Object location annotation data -
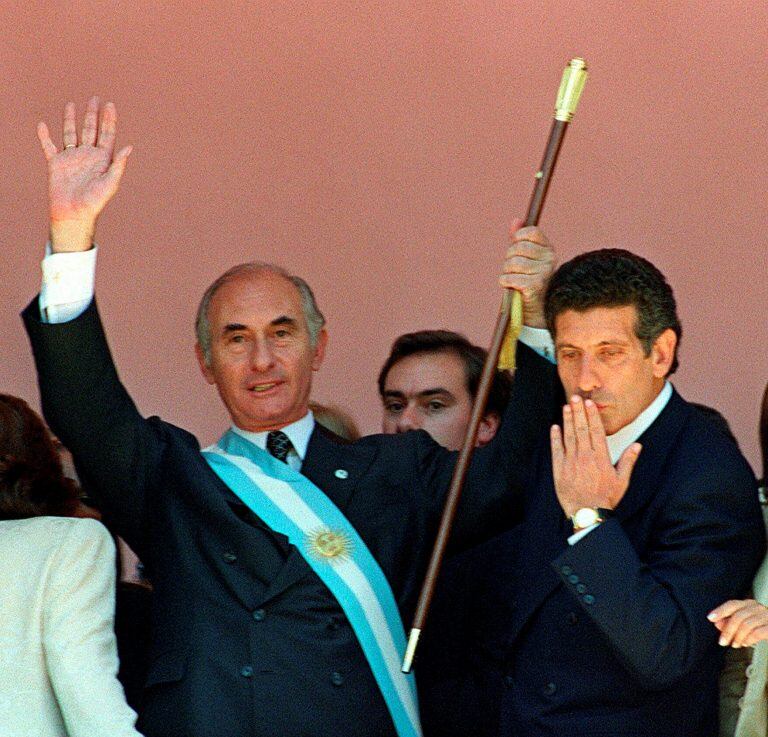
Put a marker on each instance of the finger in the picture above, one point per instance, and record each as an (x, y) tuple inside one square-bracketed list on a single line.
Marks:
[(526, 258), (726, 609), (115, 172), (44, 136), (88, 135), (626, 463), (595, 424), (569, 433), (580, 425), (108, 127), (69, 127), (732, 625), (748, 625), (759, 634), (531, 234), (558, 455)]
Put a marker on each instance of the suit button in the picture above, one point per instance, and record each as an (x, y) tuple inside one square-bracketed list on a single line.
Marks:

WRITTEN TASK - Lay out every line of the records above as a numbered list, with blank lines skipped and the pictures left out.

REPLY -
1. Put a marker on each instance of the finger in the picture above, one point per instance, and record each as an (x, y) tuple inside one square-bracketed list on a single line.
2. Marks:
3. [(526, 258), (726, 609), (115, 172), (44, 136), (88, 135), (626, 463), (595, 424), (569, 433), (580, 425), (108, 127), (69, 127), (732, 625), (748, 625), (759, 634), (531, 234), (558, 455)]
4. Put a marker on each instance of the suit button in the picture above, one point per instance, and record each as an (x, y) tuple inside one square-bracketed list on a single line.
5. Marks:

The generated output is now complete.